**WHAT YOU NEED TO DO**
Could you rewrite the lines of the listing, from the line containing "Which region of the image contains the carved foliage" through the end of the listing, as a JSON list of strings with one string per line and no blank lines?

**LISTED ENTRIES**
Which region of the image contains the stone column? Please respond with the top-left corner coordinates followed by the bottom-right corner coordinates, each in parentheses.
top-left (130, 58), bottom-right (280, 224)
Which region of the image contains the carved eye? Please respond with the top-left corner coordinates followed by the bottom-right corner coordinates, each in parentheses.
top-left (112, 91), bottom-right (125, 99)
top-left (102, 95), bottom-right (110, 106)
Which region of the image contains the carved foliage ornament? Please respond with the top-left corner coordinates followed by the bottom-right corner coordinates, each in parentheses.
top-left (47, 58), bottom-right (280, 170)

**WRITTEN SOLUTION**
[
  "Which region of the image contains the carved foliage ornament? Please respond with the top-left corner coordinates followed by the bottom-right corner coordinates, each in parentheses.",
  "top-left (47, 58), bottom-right (280, 170)"
]